──────── Records provided ────────

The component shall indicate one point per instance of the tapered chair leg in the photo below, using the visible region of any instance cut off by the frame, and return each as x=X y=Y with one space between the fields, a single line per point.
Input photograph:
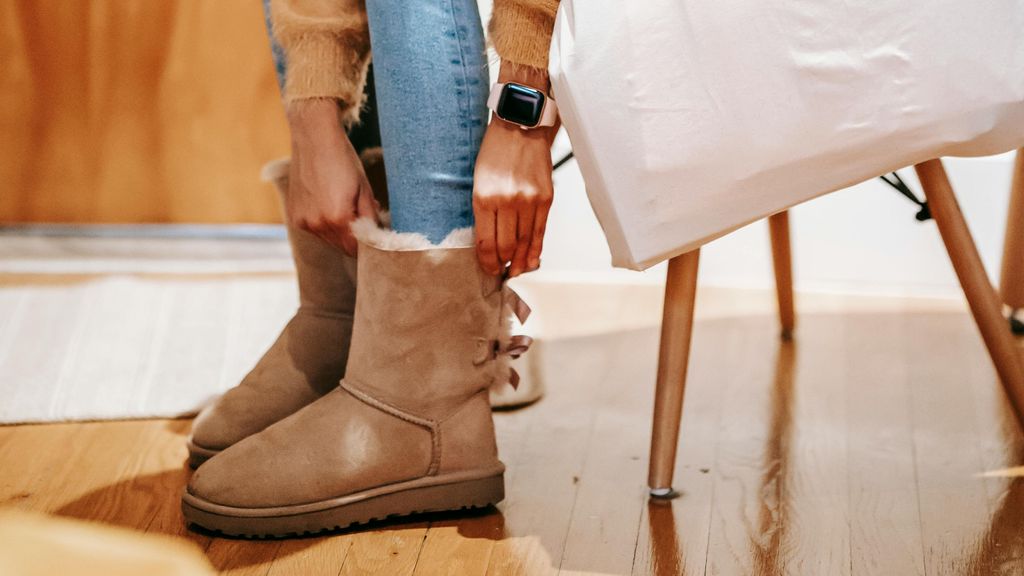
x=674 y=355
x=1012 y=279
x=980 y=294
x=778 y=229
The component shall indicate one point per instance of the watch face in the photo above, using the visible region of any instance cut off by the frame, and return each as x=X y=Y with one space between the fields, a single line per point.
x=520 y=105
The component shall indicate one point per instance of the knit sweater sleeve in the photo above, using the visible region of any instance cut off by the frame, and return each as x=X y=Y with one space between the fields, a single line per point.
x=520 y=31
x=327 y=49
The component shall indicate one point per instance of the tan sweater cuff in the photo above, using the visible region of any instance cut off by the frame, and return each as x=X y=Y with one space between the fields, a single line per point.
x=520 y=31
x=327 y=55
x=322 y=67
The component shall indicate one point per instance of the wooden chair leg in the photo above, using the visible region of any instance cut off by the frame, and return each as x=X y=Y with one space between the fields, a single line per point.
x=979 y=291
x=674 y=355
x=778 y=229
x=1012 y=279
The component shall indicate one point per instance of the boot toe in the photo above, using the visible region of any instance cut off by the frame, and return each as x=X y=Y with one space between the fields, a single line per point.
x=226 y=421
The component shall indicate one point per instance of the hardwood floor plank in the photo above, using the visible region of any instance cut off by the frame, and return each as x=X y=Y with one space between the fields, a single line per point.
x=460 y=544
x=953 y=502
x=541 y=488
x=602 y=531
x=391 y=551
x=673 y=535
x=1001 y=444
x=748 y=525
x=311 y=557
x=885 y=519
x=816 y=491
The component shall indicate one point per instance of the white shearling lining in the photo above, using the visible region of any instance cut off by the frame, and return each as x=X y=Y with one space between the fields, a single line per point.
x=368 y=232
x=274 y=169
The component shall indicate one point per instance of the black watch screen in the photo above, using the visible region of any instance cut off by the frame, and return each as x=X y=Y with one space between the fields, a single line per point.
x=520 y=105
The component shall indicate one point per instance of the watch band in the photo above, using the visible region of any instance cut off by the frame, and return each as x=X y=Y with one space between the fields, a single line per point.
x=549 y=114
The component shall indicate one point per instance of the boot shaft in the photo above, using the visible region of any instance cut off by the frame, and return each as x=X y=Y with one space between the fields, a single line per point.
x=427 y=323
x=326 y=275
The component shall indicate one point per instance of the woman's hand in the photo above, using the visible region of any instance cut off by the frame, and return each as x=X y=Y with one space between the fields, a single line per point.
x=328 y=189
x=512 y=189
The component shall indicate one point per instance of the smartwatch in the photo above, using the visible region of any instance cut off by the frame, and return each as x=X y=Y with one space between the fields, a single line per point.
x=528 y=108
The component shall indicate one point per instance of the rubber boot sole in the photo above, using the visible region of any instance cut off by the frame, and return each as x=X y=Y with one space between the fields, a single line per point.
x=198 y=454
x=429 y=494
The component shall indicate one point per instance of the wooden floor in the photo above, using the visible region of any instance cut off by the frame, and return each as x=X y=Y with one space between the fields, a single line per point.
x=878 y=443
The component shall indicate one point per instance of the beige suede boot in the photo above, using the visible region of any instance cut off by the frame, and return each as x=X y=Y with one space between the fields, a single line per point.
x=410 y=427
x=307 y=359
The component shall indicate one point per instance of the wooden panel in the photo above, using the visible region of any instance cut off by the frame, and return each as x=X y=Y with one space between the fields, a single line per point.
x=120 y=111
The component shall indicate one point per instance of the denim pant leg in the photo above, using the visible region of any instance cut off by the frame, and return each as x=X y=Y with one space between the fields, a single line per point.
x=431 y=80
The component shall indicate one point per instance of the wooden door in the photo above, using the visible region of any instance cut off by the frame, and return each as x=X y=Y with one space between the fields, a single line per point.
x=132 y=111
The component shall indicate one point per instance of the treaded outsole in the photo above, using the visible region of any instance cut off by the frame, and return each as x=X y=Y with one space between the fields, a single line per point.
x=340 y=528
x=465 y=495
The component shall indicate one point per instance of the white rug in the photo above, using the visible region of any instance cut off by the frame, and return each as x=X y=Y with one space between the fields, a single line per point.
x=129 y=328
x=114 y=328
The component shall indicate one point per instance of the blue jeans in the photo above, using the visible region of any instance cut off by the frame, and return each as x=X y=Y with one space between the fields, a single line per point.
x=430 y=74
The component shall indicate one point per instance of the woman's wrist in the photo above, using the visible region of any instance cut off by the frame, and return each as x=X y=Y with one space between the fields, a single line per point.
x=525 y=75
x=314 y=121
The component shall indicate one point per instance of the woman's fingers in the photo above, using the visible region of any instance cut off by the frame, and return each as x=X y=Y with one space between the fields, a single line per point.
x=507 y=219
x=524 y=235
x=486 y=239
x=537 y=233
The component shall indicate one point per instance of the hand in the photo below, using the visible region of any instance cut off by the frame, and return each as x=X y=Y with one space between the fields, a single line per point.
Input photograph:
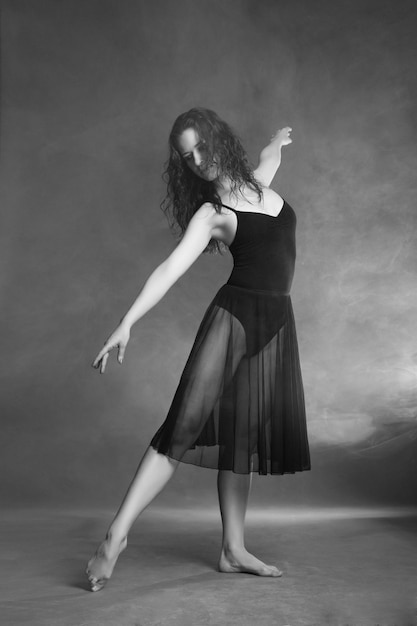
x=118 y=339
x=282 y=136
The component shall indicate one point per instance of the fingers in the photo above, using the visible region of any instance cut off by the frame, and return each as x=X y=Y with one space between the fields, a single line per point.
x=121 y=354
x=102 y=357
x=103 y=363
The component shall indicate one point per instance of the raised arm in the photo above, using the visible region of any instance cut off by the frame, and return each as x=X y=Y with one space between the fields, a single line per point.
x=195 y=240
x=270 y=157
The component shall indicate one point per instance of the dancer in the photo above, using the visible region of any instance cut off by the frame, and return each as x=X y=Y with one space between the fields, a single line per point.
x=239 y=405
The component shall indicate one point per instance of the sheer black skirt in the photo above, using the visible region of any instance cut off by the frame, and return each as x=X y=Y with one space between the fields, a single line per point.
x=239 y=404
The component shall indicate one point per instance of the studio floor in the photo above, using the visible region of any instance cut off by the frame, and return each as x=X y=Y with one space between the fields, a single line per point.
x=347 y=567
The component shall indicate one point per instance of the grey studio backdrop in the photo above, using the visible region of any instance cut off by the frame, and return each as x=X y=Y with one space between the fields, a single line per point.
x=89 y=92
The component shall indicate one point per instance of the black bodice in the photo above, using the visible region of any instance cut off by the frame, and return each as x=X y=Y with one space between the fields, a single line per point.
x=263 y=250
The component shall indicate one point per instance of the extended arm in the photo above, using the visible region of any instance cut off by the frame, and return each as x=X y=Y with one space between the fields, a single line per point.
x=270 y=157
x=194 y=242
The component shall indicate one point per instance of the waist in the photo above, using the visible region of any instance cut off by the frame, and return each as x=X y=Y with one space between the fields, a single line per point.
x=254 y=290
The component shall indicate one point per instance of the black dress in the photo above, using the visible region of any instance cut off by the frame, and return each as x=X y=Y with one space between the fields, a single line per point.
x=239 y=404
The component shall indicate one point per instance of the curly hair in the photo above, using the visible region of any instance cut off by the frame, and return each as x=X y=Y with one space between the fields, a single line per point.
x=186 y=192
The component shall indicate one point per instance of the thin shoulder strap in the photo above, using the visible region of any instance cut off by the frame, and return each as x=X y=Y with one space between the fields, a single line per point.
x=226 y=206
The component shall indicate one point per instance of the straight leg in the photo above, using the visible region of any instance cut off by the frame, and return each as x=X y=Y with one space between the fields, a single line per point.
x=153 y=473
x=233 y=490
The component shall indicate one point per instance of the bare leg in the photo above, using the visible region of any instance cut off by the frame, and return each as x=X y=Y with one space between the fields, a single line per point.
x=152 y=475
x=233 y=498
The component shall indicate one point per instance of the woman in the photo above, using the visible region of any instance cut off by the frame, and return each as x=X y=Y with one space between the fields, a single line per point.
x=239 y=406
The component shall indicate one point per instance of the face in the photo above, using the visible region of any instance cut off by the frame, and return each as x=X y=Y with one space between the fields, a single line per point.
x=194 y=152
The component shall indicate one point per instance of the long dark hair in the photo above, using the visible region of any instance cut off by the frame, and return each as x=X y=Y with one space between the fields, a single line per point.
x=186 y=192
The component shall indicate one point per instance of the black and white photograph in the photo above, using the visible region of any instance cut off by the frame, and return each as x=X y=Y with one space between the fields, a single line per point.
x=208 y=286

────────
──────── Records provided ────────

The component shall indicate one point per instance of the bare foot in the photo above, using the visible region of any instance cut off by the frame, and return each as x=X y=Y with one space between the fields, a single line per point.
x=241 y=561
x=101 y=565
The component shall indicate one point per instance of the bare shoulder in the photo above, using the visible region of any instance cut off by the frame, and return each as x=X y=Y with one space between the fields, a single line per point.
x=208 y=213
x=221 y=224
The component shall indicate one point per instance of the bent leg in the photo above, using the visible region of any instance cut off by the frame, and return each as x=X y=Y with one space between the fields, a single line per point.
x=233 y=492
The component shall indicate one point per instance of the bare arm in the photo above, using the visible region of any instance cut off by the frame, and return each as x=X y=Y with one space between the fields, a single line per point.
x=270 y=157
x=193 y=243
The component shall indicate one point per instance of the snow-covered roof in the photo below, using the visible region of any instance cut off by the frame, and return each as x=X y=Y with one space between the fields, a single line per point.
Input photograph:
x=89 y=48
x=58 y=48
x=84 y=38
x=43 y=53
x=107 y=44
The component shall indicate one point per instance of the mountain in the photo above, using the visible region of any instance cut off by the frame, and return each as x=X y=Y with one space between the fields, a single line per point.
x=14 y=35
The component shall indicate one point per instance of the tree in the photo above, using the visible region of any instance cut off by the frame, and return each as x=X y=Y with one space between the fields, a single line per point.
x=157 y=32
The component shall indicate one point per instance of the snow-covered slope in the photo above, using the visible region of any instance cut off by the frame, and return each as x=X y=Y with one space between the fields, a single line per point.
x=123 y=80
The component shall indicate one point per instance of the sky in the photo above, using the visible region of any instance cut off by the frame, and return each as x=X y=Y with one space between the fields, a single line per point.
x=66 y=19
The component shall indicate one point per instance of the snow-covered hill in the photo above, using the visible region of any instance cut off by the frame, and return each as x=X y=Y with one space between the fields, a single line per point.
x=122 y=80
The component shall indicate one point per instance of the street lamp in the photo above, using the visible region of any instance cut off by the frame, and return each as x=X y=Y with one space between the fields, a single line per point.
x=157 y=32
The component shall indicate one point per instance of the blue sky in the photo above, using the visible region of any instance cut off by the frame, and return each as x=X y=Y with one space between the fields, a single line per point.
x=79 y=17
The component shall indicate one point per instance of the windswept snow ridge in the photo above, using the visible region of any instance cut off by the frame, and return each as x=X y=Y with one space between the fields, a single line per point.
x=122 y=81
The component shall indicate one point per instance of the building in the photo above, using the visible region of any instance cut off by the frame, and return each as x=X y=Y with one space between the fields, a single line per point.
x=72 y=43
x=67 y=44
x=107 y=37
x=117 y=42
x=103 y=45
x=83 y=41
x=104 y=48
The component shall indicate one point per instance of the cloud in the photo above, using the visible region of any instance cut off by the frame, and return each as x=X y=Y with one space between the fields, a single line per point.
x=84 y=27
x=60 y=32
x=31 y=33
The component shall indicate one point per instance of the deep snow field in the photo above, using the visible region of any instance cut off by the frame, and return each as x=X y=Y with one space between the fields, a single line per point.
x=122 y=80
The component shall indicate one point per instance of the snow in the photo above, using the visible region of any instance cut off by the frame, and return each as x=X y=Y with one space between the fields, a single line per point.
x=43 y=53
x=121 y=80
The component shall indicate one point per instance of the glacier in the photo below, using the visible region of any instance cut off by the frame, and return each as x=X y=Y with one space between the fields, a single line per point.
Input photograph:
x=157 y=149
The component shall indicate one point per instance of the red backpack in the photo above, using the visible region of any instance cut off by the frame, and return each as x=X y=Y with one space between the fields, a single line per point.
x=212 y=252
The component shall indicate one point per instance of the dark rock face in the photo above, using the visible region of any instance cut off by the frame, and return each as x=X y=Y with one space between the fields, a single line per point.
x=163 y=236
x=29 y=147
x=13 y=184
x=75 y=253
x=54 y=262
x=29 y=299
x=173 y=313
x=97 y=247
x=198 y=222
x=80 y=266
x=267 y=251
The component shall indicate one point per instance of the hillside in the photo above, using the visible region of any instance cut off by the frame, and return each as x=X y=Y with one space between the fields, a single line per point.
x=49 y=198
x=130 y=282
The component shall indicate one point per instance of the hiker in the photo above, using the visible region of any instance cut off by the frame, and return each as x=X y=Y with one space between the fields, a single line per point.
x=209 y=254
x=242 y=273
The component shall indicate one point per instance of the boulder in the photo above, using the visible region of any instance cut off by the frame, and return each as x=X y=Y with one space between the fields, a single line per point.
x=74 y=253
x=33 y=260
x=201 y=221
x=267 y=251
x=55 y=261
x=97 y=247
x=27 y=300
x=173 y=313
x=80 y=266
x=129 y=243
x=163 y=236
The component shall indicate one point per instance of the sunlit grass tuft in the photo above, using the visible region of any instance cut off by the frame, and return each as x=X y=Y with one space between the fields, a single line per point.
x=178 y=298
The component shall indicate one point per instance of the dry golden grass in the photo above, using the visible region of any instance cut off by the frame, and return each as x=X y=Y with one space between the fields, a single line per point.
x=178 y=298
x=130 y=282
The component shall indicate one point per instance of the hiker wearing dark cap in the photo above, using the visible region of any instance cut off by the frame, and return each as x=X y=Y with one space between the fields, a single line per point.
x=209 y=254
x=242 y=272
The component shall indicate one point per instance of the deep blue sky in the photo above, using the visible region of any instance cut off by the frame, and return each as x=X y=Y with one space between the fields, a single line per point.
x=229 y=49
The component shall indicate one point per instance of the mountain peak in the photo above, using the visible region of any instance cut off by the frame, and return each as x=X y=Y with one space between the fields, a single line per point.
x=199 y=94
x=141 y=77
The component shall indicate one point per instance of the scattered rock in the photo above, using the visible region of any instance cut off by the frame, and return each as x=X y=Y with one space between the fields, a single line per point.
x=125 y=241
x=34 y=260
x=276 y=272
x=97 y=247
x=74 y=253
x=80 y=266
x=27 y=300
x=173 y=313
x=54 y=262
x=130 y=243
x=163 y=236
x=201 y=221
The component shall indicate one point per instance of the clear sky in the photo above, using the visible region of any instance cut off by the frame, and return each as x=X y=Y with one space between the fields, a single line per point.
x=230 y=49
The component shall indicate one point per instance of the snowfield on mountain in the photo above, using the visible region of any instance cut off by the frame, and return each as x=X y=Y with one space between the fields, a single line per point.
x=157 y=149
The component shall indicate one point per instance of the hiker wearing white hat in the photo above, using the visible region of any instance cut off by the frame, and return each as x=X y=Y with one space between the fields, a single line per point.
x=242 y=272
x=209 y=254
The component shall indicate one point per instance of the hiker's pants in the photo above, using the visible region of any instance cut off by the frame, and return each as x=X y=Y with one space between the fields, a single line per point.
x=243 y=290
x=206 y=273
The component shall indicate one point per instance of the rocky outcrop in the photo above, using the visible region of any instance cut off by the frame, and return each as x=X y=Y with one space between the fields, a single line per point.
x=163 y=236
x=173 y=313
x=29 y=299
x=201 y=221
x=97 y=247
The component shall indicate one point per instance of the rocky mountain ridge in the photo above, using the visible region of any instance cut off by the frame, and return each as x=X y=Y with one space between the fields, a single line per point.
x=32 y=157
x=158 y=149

────────
──────── Records provided ────────

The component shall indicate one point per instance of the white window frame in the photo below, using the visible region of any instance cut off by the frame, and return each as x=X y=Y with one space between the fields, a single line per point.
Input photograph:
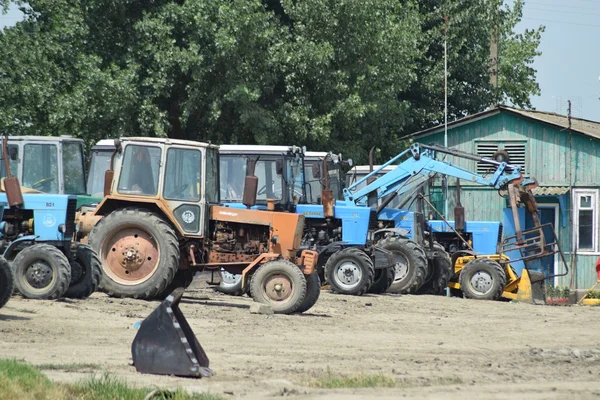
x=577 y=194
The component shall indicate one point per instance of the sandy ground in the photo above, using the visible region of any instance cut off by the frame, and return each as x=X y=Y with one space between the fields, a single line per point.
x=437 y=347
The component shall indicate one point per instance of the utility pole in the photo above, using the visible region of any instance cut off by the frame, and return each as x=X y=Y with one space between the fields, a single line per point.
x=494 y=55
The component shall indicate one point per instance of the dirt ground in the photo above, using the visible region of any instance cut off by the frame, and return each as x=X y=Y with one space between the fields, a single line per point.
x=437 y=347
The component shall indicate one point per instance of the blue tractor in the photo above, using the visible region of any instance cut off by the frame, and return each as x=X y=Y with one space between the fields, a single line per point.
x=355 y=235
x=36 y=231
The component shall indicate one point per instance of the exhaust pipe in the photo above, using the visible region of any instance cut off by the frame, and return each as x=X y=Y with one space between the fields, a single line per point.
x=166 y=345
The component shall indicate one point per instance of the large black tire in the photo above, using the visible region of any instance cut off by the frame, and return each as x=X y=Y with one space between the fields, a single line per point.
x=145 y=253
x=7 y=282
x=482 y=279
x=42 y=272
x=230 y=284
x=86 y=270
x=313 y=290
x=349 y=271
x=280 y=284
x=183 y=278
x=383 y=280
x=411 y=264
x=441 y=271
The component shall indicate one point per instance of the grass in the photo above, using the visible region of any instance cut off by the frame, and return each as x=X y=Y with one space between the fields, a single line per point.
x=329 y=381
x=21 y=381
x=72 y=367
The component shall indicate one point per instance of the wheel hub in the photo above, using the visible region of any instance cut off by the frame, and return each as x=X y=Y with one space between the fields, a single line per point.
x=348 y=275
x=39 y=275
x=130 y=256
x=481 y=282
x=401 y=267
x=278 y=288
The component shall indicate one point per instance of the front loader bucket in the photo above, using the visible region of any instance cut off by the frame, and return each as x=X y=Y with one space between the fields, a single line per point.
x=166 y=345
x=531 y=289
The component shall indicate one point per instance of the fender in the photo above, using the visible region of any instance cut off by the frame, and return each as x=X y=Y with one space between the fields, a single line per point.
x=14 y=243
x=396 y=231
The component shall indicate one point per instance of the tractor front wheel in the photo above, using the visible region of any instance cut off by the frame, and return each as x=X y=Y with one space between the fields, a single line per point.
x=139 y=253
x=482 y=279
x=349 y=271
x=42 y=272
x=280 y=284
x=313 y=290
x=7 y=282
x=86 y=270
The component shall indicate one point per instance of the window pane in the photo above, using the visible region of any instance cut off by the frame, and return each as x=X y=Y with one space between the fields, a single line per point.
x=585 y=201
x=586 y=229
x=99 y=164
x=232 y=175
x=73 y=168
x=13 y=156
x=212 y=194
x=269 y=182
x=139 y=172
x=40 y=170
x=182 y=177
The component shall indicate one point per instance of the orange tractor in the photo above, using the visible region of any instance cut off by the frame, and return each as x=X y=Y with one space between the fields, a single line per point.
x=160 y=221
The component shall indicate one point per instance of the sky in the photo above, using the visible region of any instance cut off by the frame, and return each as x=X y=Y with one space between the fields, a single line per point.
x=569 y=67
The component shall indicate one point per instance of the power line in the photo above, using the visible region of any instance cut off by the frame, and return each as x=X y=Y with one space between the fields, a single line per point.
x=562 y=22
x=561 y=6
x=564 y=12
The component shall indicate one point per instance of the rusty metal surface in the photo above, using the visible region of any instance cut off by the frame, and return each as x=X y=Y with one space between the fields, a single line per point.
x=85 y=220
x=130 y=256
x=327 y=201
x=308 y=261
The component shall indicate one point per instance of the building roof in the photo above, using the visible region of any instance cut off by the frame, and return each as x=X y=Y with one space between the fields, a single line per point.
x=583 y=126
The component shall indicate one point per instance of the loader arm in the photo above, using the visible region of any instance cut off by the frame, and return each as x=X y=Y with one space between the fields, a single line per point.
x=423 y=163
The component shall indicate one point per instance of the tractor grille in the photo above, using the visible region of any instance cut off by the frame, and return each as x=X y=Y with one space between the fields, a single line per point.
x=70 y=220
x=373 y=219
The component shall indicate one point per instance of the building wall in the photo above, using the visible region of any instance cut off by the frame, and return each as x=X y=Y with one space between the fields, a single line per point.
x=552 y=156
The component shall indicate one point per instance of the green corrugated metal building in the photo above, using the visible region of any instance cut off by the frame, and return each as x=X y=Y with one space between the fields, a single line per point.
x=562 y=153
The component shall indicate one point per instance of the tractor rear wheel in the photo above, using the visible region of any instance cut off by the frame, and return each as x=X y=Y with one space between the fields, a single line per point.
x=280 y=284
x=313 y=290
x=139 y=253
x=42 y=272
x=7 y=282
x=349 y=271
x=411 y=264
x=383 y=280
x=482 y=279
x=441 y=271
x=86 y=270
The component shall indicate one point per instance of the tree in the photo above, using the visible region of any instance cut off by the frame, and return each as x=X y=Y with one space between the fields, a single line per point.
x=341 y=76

────────

Set exercise
Put the items from the line with "the bare foot" up to and including the line with "x=193 y=243" into a two-column CSV with the headers instruction and points, giving one row per item. Enclose each field in quotation marks, and replace any line breaks within a field with spaces.

Reply to the task
instruction,points
"The component shall indicate one point per instance of the bare foot in the photo above, using the visible region of any instance cut off by the frame, and return each as x=X y=Y with one space between the fields, a single line per point.","x=241 y=561 x=101 y=565"
"The component shall indicate one point per instance of the bare shoulder in the photo above, using the visible region of any instance cut off by the frame, and return each as x=X y=Y with one space between the fields, a single line per point.","x=208 y=213 x=221 y=224"
"The component shall indicate one point per instance of the bent leg in the photo above, using the visible region of any instance cut off by the frame, and return each as x=X y=Y with one space between the fields, a single line per point.","x=233 y=492"
"The component shall indicate one point per instance of the bare arm in the photo above, using the visible region of any instance cut off by the frame, and return each as x=X y=Y with one space between the fields, a single line per point.","x=270 y=157 x=193 y=243"